### Entries provided
###

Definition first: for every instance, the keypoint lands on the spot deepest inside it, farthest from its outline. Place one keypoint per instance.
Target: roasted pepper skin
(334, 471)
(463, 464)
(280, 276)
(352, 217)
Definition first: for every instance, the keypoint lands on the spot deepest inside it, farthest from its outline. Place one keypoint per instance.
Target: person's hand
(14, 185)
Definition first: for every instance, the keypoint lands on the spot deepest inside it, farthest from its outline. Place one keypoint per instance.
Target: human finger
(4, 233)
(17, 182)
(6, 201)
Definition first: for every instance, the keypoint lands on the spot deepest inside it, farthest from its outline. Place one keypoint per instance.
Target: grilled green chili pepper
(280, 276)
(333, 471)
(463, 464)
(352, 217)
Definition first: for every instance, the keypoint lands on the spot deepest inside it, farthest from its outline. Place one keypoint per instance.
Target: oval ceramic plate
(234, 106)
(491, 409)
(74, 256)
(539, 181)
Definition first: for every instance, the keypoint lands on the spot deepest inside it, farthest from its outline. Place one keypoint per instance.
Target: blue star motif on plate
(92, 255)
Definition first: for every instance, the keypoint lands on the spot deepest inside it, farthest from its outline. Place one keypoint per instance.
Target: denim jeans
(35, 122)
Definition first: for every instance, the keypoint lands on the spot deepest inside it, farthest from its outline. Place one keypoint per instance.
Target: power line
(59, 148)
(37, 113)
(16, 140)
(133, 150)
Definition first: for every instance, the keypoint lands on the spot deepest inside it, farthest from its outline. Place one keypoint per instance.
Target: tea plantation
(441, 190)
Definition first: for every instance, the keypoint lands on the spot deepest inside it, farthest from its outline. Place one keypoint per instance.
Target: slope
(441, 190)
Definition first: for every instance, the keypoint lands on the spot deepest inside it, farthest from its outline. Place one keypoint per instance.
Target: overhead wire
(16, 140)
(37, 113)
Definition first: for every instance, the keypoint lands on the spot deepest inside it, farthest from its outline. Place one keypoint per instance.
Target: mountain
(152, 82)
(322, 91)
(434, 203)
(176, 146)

###

### Problem statement
All of the data above needs to be written out exactly.

### Output for this exercise
Definition first: for every instance, the keypoint lands on the spot deepest inside it, farthest from its outline. Place one keypoint per instance.
Target: roasted pepper skin
(334, 471)
(463, 464)
(280, 276)
(352, 217)
Definition first: for every instance, the keypoint lands on the spot deepest inside it, farthest from its outline. Place one keypoint per instance.
Target: person's hand
(14, 185)
Definition first: for every instance, the keypoint lands on the spot deepest inside it, farthest from its outline. Place one keypoint per instance.
Target: human finger
(4, 233)
(17, 182)
(6, 201)
Definition first: for every instance, the keypoint lands on the spot deepest inside it, farthest from its outline. Place one keypoint per instance.
Target: grilled green chili pepper
(280, 276)
(333, 471)
(463, 464)
(352, 217)
Definition first: for every instance, the keypoint lands on the spot deepest inside it, farthest from its outline. Place one keypoint per instance.
Target: oval ceramic plate
(234, 106)
(491, 409)
(74, 256)
(539, 181)
Definition first: for every instance, the keypoint lands on the spot deepest inside it, farthest from its outline. Place one keypoint per instance.
Target: blue star motif on plate
(92, 255)
Definition first: for every instance, the keypoint lands on the spot deepest inside it, farthest from its outline. Place one keypoint per instance.
Target: denim jeans
(35, 122)
Definition first: for every instance, the keypoint lands on the spot deepest inside it, farthest from its outline. Place one keypoint per instance.
Target: power line
(59, 148)
(37, 113)
(16, 140)
(133, 150)
Definition first: for every instance, the keypoint lands on the spot deepest inside it, farthest from its outline. Place one keypoint per instance.
Target: tea plantation
(441, 190)
Definition first: for every instance, the keypoint lands on the spot deepest inside it, farthest from its outline. Place one keypoint per instance.
Target: slope
(441, 190)
Definition first: for every instance, the keypoint lands on the spot deepest inside it, farthest from its outline. Place one keypoint per instance.
Target: overhead wire
(16, 140)
(37, 113)
Definition first: for every instance, the keypoint lands on the spot deepest inside it, farthest from its outline. Place one keypoint per instance.
Target: mountain
(152, 82)
(322, 91)
(434, 203)
(176, 146)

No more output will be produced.